**STATED PROBLEM**
Print exactly, and only, the lines running from the line containing "Target — green foliage" through the end of the records below.

**THE INPUT**
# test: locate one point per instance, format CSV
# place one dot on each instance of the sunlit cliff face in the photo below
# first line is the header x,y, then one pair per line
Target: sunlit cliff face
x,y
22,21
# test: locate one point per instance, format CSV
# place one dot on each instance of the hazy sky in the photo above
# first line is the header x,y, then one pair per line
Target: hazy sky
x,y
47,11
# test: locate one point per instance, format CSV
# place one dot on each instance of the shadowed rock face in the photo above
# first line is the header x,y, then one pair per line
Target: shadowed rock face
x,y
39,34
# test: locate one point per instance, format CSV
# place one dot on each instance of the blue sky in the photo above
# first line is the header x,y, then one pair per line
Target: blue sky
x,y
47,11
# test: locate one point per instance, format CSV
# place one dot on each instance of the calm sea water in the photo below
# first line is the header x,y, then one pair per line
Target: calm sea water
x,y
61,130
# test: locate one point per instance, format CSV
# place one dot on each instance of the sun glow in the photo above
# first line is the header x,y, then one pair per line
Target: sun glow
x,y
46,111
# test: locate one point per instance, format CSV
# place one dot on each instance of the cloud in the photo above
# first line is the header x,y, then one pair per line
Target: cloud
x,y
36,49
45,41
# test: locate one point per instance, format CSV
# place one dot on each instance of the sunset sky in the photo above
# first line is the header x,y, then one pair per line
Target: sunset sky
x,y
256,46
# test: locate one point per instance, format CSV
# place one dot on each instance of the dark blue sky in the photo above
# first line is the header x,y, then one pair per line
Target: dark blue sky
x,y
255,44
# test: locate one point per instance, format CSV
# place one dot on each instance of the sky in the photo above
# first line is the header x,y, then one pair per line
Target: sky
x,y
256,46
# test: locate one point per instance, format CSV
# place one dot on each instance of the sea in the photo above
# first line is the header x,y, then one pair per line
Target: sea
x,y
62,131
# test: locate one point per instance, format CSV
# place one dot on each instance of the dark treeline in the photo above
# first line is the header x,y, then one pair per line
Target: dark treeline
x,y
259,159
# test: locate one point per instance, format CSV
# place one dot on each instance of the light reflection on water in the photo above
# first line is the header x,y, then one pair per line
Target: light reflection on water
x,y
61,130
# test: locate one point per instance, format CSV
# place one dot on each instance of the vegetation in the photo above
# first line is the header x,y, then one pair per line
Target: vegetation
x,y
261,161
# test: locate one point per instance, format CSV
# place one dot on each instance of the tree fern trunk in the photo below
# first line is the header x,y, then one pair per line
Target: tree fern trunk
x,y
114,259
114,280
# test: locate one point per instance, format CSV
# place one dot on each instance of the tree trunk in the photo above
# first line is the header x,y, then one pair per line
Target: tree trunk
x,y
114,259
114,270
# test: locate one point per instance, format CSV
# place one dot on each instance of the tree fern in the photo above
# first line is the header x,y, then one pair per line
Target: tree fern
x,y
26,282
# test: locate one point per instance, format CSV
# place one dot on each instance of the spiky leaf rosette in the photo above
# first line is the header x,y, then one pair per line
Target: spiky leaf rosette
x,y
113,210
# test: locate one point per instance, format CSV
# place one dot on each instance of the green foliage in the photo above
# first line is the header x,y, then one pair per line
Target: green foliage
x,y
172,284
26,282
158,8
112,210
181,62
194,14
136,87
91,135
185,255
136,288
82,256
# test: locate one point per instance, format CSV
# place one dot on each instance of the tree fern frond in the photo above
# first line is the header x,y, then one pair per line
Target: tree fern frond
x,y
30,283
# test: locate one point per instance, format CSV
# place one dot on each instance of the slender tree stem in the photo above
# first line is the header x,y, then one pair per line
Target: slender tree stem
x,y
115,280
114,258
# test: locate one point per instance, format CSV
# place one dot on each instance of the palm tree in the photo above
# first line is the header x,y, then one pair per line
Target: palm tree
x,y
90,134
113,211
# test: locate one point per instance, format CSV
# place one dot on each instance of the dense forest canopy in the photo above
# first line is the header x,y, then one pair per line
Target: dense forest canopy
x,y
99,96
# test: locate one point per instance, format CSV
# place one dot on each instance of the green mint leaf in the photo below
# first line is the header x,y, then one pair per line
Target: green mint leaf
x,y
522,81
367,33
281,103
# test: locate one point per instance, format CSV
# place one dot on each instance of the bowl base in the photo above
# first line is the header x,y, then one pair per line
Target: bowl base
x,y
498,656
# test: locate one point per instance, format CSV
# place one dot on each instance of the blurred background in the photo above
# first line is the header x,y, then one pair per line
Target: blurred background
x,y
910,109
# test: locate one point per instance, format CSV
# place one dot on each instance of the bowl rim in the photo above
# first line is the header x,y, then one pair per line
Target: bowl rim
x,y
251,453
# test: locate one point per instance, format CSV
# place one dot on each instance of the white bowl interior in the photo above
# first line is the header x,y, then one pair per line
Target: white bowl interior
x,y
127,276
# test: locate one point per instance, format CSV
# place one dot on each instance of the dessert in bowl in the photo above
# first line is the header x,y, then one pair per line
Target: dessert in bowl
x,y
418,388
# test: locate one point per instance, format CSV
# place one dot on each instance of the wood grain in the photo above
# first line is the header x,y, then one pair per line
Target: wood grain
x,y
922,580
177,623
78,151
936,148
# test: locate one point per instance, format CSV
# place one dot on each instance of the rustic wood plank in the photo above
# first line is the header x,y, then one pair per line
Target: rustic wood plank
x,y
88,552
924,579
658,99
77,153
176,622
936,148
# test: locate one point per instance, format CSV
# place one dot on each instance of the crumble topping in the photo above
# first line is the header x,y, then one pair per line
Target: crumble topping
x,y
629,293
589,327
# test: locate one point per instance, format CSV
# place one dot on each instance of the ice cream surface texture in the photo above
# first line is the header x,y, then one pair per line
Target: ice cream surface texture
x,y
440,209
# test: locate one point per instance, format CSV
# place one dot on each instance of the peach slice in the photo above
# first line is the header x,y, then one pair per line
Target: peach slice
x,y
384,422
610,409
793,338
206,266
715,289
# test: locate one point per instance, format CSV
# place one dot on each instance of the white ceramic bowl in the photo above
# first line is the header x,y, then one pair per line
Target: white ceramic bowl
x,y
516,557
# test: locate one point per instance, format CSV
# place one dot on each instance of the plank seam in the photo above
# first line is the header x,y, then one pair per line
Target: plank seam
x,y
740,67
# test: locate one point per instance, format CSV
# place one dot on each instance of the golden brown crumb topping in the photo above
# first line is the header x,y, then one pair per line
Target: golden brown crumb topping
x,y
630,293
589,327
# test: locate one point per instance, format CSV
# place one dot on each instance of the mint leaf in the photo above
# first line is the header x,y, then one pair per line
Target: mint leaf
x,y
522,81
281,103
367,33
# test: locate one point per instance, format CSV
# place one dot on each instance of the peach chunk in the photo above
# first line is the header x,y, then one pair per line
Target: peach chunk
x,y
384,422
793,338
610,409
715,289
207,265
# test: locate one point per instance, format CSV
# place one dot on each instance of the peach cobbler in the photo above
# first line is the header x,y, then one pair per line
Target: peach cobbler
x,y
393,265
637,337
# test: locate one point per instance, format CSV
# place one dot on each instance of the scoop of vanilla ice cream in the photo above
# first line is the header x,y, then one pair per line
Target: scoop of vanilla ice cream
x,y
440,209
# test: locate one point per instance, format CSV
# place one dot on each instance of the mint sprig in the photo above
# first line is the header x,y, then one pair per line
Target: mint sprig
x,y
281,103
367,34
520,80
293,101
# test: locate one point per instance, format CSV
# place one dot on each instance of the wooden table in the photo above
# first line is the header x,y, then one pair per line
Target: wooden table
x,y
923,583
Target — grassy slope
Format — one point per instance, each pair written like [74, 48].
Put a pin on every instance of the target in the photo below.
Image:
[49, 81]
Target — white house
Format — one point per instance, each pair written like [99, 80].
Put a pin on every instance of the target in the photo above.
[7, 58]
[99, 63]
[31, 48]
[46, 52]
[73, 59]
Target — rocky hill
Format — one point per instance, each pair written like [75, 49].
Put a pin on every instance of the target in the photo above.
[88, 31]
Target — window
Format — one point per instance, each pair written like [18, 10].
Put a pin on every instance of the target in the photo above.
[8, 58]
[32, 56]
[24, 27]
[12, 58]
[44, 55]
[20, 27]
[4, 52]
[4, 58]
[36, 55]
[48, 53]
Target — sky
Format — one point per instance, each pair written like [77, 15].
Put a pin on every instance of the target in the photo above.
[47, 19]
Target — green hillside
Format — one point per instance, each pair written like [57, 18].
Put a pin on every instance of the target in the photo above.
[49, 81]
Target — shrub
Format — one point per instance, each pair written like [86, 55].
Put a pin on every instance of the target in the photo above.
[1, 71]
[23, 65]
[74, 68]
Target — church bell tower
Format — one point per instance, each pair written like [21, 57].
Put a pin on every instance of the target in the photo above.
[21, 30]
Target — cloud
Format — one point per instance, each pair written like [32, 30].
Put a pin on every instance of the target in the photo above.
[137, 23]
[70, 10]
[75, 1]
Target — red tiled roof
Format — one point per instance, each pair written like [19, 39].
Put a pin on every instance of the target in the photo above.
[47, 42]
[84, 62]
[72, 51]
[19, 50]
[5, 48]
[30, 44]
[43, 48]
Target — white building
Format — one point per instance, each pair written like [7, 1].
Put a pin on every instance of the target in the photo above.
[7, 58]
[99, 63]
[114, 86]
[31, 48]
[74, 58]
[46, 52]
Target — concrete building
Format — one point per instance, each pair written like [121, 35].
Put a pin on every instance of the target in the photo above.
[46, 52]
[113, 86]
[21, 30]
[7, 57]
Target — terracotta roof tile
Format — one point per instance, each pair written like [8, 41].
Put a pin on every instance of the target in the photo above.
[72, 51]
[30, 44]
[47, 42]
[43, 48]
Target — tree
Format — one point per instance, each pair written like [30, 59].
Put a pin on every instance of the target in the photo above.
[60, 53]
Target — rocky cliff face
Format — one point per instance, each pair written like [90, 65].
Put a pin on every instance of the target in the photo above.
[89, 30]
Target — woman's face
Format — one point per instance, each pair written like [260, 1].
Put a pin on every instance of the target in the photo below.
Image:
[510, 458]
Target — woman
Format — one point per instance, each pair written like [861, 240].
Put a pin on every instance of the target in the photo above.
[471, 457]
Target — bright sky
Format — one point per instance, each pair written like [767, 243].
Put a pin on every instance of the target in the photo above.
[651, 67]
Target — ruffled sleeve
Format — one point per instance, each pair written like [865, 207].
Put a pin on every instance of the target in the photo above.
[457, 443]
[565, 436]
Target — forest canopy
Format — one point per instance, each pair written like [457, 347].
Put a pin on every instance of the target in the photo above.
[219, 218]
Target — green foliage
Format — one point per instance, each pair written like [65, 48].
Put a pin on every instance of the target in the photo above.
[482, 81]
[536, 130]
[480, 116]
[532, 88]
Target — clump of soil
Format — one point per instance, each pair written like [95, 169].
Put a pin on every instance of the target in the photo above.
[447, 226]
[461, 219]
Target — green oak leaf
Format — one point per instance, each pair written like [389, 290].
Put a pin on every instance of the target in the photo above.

**RESULT OF THE EXERCISE**
Target — green foliage
Format — one point per instance, each pair written like [65, 48].
Put a pin on every instance of the target in the photo above.
[482, 81]
[536, 130]
[480, 116]
[532, 88]
Target — clump of soil
Format — one point per instance, each pair written like [95, 169].
Put a pin on every instance of the target in the photo above.
[447, 226]
[461, 219]
Target — green oak leaf
Format — one point per instance, each pair written like [389, 290].
Put a pin on every instance of the target in the photo above.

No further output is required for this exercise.